RECORDS FOR THIS EXERCISE.
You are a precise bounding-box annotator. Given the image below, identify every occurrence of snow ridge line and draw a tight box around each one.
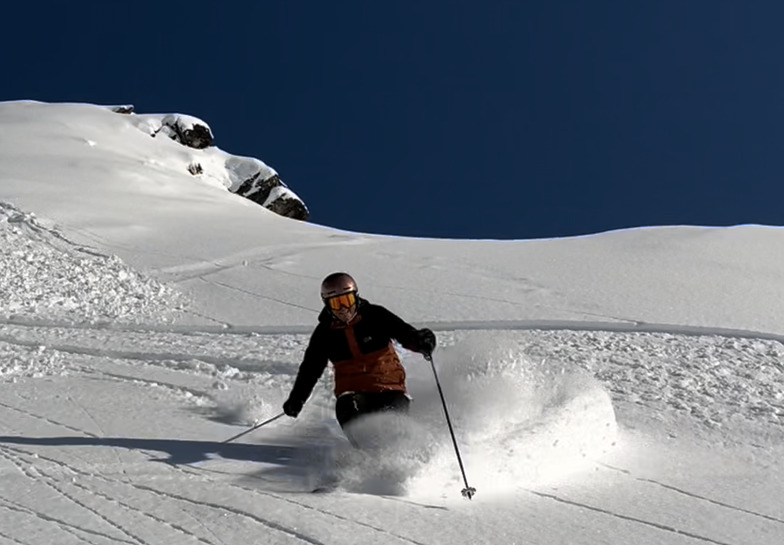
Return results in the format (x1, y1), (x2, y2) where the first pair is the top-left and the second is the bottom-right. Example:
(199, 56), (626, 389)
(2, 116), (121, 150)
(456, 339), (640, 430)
(598, 463), (784, 524)
(524, 488), (734, 545)
(0, 313), (784, 343)
(0, 447), (144, 545)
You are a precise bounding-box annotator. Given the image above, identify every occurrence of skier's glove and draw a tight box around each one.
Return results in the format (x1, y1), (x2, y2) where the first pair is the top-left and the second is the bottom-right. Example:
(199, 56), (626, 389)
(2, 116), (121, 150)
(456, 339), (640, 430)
(283, 398), (303, 418)
(417, 328), (436, 356)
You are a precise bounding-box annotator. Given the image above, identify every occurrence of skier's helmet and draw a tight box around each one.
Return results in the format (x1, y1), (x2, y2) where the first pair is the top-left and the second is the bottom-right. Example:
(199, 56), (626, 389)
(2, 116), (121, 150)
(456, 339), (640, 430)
(321, 273), (357, 302)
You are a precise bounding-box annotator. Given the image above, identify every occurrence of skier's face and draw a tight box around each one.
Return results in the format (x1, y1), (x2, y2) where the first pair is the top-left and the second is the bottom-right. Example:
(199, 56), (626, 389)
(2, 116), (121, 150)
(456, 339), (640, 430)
(330, 305), (357, 324)
(324, 292), (357, 323)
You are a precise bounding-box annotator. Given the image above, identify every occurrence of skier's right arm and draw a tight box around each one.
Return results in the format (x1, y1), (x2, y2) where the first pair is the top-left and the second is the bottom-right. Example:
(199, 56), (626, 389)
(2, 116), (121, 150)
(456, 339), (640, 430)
(283, 327), (328, 418)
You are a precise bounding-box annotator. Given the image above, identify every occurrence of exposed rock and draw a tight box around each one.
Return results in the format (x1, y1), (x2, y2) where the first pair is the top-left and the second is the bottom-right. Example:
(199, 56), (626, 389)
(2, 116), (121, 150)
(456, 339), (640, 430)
(236, 172), (310, 221)
(160, 115), (214, 149)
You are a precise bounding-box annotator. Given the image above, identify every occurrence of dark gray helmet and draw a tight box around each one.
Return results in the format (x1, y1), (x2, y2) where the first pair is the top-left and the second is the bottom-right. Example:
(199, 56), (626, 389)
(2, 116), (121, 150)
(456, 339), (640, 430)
(321, 273), (357, 300)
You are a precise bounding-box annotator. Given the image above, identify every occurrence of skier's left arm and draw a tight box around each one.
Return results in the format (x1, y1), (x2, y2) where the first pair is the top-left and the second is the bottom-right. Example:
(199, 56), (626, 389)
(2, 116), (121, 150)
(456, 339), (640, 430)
(380, 307), (436, 357)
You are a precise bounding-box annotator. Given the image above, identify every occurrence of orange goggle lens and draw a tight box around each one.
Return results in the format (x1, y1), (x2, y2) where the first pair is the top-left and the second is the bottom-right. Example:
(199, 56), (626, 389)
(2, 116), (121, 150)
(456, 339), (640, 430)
(324, 293), (357, 310)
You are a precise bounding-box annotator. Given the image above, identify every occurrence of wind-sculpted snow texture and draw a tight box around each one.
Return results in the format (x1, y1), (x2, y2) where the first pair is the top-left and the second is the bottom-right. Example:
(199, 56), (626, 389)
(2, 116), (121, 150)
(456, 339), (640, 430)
(0, 224), (784, 545)
(0, 102), (784, 545)
(0, 202), (184, 322)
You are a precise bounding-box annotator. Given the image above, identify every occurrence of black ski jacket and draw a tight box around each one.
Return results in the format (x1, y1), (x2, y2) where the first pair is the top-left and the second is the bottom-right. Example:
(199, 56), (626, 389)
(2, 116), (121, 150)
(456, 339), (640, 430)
(289, 298), (420, 406)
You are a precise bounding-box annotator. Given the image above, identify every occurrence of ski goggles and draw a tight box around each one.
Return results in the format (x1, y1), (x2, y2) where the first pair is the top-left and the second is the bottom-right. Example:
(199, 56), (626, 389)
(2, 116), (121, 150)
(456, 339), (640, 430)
(324, 292), (357, 310)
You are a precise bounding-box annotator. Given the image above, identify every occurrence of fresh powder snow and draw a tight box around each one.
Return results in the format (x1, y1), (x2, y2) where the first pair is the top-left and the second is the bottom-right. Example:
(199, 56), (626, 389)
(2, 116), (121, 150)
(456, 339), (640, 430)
(0, 102), (784, 545)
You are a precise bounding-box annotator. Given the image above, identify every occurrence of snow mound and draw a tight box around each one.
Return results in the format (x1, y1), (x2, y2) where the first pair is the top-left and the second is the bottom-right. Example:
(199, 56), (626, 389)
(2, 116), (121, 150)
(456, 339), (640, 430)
(0, 202), (182, 324)
(407, 331), (617, 496)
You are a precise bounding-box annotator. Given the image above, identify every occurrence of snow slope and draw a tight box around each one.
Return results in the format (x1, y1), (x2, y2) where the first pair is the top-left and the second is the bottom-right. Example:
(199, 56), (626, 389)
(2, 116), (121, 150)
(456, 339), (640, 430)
(0, 102), (784, 545)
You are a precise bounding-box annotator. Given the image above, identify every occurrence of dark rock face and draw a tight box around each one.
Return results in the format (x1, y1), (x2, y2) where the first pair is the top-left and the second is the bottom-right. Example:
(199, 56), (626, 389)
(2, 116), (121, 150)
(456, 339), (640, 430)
(110, 104), (133, 114)
(236, 172), (310, 221)
(161, 115), (214, 149)
(111, 106), (310, 221)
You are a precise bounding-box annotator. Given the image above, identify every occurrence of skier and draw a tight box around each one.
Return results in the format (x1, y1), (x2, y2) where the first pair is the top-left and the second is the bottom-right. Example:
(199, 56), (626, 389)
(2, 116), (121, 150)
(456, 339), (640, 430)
(283, 272), (436, 443)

TO BE DONE.
Rewrite every line from the beginning up to and including the line containing "(417, 328), (436, 356)", multiplying each coordinate in the answer boxes by 0.85 and rounding to whole numbers, with halves rounded up. Leave all other numbers unchanged, and omit the picture.

FINISHED ANSWER.
You are a precise bounding-box annotator. Given the image below, identify every occurrence of snow ridge line and draw a tight box around each one.
Return results in the format (x1, y1), (x2, y2) where the first pair is the top-left and the second is the bottom-right. Example:
(199, 56), (626, 389)
(2, 116), (121, 150)
(456, 339), (640, 430)
(508, 394), (666, 445)
(445, 415), (624, 463)
(0, 266), (666, 292)
(0, 380), (122, 463)
You are a precise bounding-box annotator. Given the image above, identify every occurrence of skier's glove and draw a tight box around each one.
Return results in the format (x1, y1), (x2, y2) where the first pair is the top-left and the second is the bottom-right. Example:
(199, 56), (626, 389)
(2, 116), (121, 150)
(456, 339), (640, 430)
(241, 338), (258, 355)
(354, 279), (371, 303)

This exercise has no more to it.